Exercise instructions -> Please report each line in the records below that contains the word "floral", copying every such line in full.

▬▬▬

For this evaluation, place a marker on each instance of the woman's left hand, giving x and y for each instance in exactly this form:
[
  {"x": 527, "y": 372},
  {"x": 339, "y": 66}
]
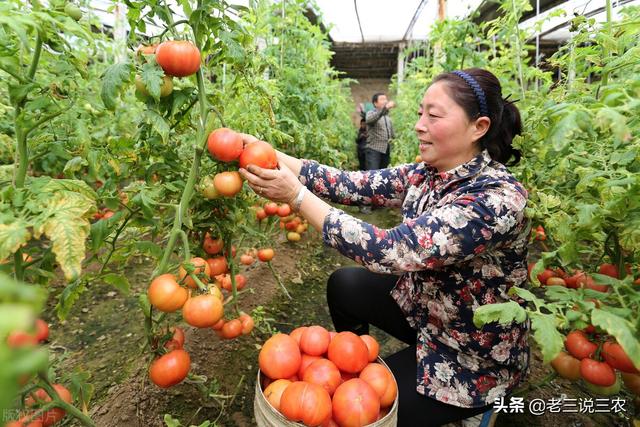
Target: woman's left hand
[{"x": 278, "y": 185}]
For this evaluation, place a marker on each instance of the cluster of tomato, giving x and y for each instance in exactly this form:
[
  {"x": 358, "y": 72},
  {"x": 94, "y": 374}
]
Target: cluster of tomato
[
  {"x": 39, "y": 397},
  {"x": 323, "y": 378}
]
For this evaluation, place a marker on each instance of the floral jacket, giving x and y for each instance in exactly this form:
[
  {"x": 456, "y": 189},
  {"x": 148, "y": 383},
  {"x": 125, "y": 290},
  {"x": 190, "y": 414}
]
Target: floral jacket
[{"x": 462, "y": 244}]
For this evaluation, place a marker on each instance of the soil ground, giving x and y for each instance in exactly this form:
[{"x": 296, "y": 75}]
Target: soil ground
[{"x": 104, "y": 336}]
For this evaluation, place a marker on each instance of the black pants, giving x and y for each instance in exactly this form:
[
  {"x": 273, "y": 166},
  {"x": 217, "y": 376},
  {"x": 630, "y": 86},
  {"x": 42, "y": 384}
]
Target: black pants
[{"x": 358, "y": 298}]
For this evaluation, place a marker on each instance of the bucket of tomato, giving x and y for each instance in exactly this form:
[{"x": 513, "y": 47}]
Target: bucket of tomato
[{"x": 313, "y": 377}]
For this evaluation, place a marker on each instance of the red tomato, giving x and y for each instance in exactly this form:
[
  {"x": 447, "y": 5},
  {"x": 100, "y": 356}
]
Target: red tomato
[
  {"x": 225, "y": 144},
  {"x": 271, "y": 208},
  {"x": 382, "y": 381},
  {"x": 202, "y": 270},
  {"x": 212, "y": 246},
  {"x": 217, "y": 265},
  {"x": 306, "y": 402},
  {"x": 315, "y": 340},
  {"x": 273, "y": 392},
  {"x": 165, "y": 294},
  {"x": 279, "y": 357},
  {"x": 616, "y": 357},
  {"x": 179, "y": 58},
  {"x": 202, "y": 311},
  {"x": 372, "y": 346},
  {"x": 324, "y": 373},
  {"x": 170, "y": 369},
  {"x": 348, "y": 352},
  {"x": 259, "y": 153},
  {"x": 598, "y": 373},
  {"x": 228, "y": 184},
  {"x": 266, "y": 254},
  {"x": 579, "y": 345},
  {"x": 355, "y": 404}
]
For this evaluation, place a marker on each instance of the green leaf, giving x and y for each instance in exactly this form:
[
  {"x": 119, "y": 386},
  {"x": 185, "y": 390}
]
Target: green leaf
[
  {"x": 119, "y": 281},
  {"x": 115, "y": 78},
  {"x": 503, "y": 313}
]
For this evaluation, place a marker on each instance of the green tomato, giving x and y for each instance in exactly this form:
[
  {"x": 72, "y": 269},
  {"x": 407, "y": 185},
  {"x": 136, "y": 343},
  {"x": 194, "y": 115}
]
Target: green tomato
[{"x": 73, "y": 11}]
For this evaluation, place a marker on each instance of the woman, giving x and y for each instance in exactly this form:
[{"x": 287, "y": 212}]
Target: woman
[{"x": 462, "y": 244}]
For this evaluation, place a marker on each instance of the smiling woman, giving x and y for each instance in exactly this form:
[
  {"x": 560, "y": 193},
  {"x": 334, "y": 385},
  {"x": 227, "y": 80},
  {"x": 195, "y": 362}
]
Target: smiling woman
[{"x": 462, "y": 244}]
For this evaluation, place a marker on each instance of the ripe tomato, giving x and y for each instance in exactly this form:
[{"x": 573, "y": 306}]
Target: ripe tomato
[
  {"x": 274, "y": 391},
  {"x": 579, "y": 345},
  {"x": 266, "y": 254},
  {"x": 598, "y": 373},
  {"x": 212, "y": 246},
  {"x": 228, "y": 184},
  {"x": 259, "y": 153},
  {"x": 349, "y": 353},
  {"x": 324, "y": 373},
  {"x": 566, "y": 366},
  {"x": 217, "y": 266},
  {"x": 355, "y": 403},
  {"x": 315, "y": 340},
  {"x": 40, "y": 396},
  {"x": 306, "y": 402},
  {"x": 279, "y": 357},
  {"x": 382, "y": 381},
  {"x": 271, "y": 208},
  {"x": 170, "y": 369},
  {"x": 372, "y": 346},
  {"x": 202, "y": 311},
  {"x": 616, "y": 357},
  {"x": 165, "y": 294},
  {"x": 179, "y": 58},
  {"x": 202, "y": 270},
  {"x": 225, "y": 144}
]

▬▬▬

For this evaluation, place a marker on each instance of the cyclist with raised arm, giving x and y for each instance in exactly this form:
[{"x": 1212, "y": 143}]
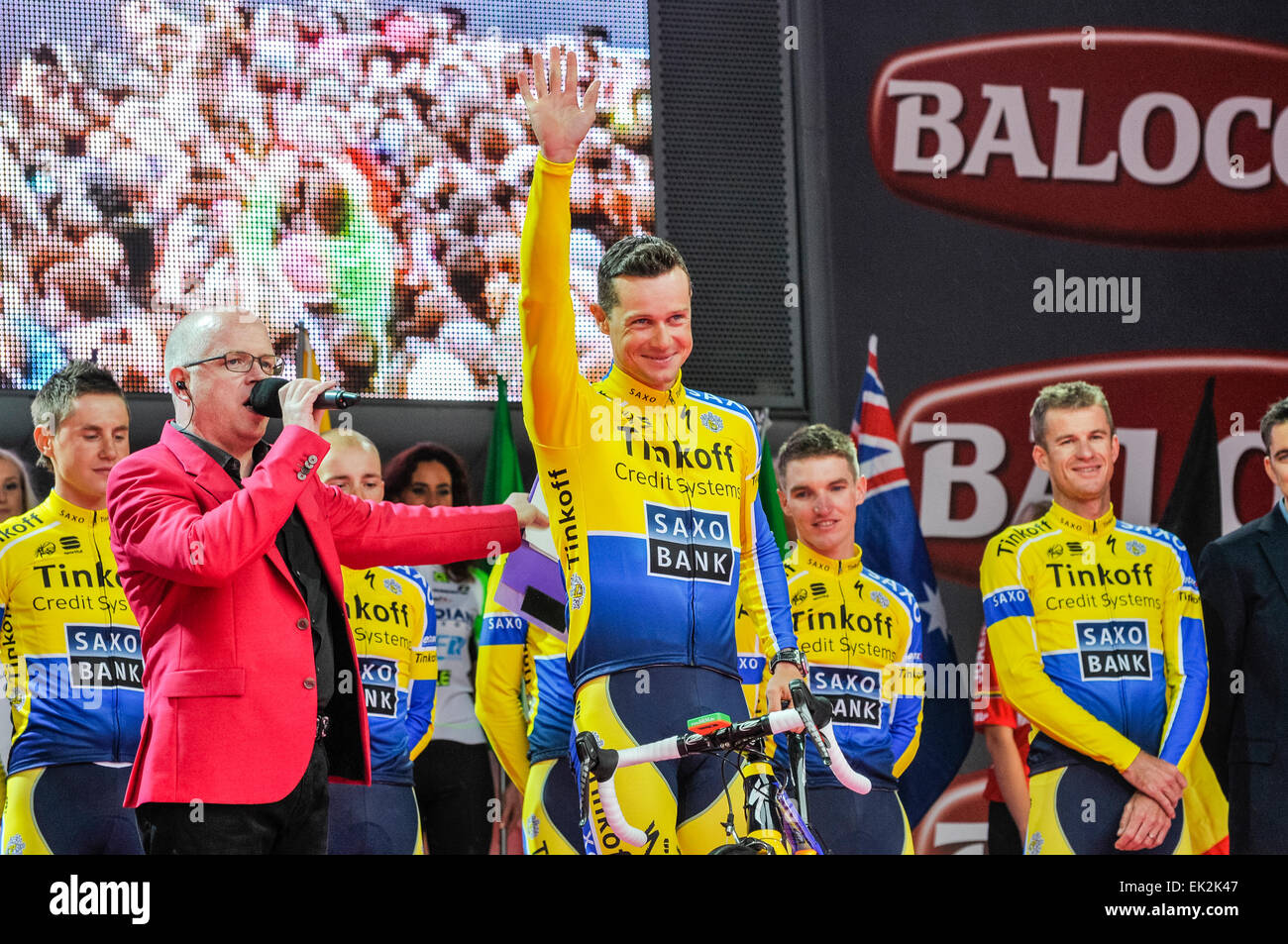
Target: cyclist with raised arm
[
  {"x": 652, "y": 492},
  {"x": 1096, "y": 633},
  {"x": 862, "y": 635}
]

▬▬▬

Full answer ->
For this evaluation, place a marker on each instance of the floral jacket, giving x and y for each instance in exactly this form:
Target: floral jacket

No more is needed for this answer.